On that note, Games Workshop staff in London denied any knowledge of up-coming Grey Knights in the near-future. Drat.


----------



## exsulis (Jul 17, 2008)

Yeah, we won't see any confirmation of April's stuff for another month


----------



## coke123 (Sep 4, 2010)

hungryugolino said:


> "Oops, misfired. Sorry!"
> 
> On that note, Games Workshop staff in London denied any knowledge of up-coming Grey Knights in the near-future. Drat.


Of course they didn't. They're not going to say a damn thing till we get the newsletter telling us about the release.


----------



## deathwatch27 (Dec 30, 2009)

A staff member in my local workshop said today that its a definite 2011 release just not sure when ?????


----------



## Sethis (Jun 4, 2009)

No Inv for the rest of the game? An auto-kill on Dark Eldar and Eldar HQs then, who only have an invulnerable to start with. I'd be looking at 120pts+


----------



## colonel gator (Feb 9, 2008)

Stephen_Newman said:


> I don't see invuns not working for the whole game. However cancelling invun save for a turn don't seem too bad. Provided it is not some ridiculous 75 points or something. Would be more epic if it snipers on a 3+ rather than 4+ because that is the biggest letdown.


the vindicare has a bs of 5. so it still hits on 2+ but theres gonna be some catch to this. cause seriously, a sniper model with that kind of kit, hitting on 2+ every turn with no inv save would be almost unstoppable.


----------



## Necrosis (Nov 1, 2008)

colonel gator said:


> the vindicare has a bs of 5. so it still hits on 2+ but theres gonna be some catch to this. cause seriously, a sniper model with that kind of kit, hitting on 2+ every turn with no inv save would be almost unstoppable.


He's one model. It's like the doom. Just shoot a bunch of strength 8 weapons at him. He probably won't be able to join squads.


----------



## coke123 (Sep 4, 2010)

colonel gator said:


> the vindicare has a bs of 5. so it still hits on 2+ but theres gonna be some catch to this. cause seriously, a sniper model with that kind of kit, hitting on 2+ every turn with no inv save would be almost unstoppable.


There are two catches as always with the vindicare-

1) High points cost. He's a single model with a points cost to rival a Space Marine Captain
2) Fragility- He's T4 with 4+ armour. Even if he does get stealth, that only makes his cover save 3+, so a reasonable amount of S4 fire, for instance rapid fire bolters, should take him out. Not to mention that he's reasonably easy to insta-kill.

I'll probably take one, but I'll also have a purgation squad, PAGK squad, or even some ISTs to babysit him and hold up/kill potential threats. Once you factor in this 'babysitter squad' you're looking at a 300-400pt investment.


----------



## officer kerky (Jun 12, 2008)

yes there is always a downside to any model.
and with the vindicare its the fact he cannot join squads
he costs shit loads
and as always his bark is worse then his bite.

and the points investment coke123 was talking about is a must have if you want him to survive more than 2-3 turns


----------



## GrizBe (May 12, 2010)

Only surviving a couple of turns when he could pretty much take out a Landraider on his own if that 4d6pen rumor is true..... I'd say thats worth the investment.


----------

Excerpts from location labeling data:
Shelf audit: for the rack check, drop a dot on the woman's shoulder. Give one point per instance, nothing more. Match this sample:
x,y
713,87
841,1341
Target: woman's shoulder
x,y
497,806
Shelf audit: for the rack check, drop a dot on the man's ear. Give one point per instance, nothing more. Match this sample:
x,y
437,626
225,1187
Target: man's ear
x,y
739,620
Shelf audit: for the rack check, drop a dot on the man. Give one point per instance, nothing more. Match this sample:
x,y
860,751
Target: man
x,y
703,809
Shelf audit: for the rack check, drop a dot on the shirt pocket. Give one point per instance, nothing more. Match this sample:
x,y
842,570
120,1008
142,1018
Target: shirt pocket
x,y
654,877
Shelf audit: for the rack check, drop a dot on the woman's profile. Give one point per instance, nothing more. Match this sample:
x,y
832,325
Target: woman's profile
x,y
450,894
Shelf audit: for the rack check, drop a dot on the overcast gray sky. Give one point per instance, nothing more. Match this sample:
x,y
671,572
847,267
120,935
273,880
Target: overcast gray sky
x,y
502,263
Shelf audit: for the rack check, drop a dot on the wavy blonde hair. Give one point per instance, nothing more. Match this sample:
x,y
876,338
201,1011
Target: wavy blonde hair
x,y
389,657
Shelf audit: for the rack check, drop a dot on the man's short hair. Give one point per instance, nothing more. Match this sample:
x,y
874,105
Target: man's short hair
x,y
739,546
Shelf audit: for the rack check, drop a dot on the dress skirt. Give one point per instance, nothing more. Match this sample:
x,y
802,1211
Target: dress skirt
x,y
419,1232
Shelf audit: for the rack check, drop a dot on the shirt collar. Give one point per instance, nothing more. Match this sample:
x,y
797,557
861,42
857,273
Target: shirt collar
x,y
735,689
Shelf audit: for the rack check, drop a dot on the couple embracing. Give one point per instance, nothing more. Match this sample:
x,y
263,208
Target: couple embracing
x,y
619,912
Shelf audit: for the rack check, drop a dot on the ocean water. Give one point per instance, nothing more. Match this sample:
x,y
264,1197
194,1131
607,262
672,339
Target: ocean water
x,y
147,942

DIRECTIONS:
A. Copy the forum thread starting at the words "1) High points" and stopping after "a 300-400pt investment.", switching "stealth" to "camouflage".
B. Report each line of the records that contains the string "wavy", matching case exactly.
The forum thread and the records come from unrelated sources.

TASK-BY-TASK OUTPUTS:
A.
1) High points cost. He's a single model with a points cost to rival a Space Marine Captain
2) Fragility- He's T4 with 4+ armour. Even if he does get camouflage, that only makes his cover save 3+, so a reasonable amount of S4 fire, for instance rapid fire bolters, should take him out. Not to mention that he's reasonably easy to insta-kill.

I'll probably take one, but I'll also have a purgation squad, PAGK squad, or even some ISTs to babysit him and hold up/kill potential threats. Once you factor in this 'babysitter squad' you're looking at a 300-400pt investment.

B.
Shelf audit: for the rack check, drop a dot on the wavy blonde hair. Give one point per instance, nothing more. Match this sample:
Target: wavy blonde hair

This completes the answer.